- **Ziel der Übung**: Schreiben Sie aus dem Textauszug über sexuelle Gewalt unter Jugendlichen den Abschnitt wörtlich ab, der mit „Ich hätte mir“ beginnt und bis einschließlich „mir am Herzen.“ reicht.

Ich hätte mir mehr Mühe geben und einen subtileren Titel setzen können. Aber diesmal wäre es falsch: Ich will nicht um den heissen Brei herumreden und zitiere: In der Altersstufe der Adoleszenten zwischen 10 und 19 Jahren sind Vergewaltigungen sowie sexuelle Übergriffe und Nötigungen laut der jüngst veröffentlichten Kriminalstatistik des Bundes seit 2020 um 36 Prozent, seit 2014 gar um ganze 70 Prozent gestiegen. Fast alle Geschädigten sind junge Frauen - sexuelle Gewalt verüben Männer, das ist nicht neu. Und die Dunkelziffer nimmt zu und nicht etwa ab, das zeigen die Zahlen.

Zweimal durchatmen, ruhig bleiben: Solche Frühstückslektüre am Sonntag tut weh. Denn ihr wisst schon: Das Wohl junger Menschen liegt mir am Herzen.

Einträge zur Bildsegmentierung
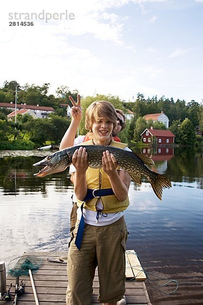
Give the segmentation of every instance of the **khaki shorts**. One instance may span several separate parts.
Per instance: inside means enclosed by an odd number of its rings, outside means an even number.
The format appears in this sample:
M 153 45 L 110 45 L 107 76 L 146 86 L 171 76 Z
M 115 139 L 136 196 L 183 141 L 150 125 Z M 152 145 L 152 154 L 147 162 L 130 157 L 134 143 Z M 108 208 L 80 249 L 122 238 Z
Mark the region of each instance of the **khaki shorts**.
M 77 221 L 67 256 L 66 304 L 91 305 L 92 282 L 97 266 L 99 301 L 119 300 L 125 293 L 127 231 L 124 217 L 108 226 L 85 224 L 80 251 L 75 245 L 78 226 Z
...
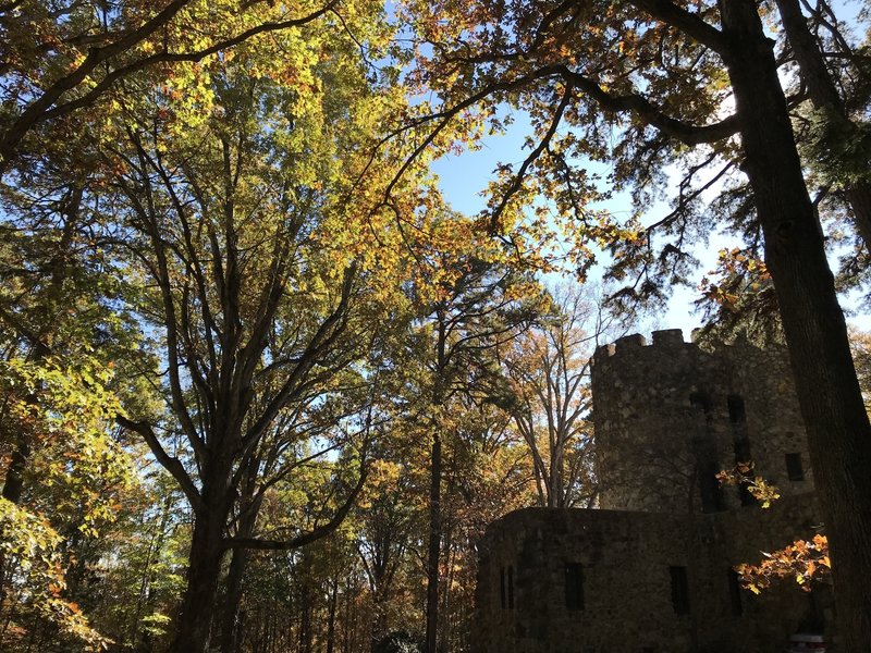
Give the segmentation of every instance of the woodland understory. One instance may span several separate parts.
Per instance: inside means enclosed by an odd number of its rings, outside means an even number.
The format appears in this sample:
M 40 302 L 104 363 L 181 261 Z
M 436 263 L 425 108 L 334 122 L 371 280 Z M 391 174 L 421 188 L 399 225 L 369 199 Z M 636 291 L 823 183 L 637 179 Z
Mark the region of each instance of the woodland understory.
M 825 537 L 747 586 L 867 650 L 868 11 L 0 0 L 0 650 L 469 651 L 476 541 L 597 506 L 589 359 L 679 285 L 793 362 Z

- **Antwort zur Aufgabe**:
Ich hätte mir mehr Mühe geben und einen subtileren Titel setzen können. Aber diesmal wäre es falsch: Ich will nicht um den heissen Brei herumreden und zitiere: In der Altersstufe der Adoleszenten zwischen 10 und 19 Jahren sind Vergewaltigungen sowie sexuelle Übergriffe und Nötigungen laut der jüngst veröffentlichten Kriminalstatistik des Bundes seit 2020 um 36 Prozent, seit 2014 gar um ganze 70 Prozent gestiegen. Fast alle Geschädigten sind junge Frauen - sexuelle Gewalt verüben Männer, das ist nicht neu. Und die Dunkelziffer nimmt zu und nicht etwa ab, das zeigen die Zahlen.

Zweimal durchatmen, ruhig bleiben: Solche Frühstückslektüre am Sonntag tut weh. Denn ihr wisst schon: Das Wohl junger Menschen liegt mir am Herzen.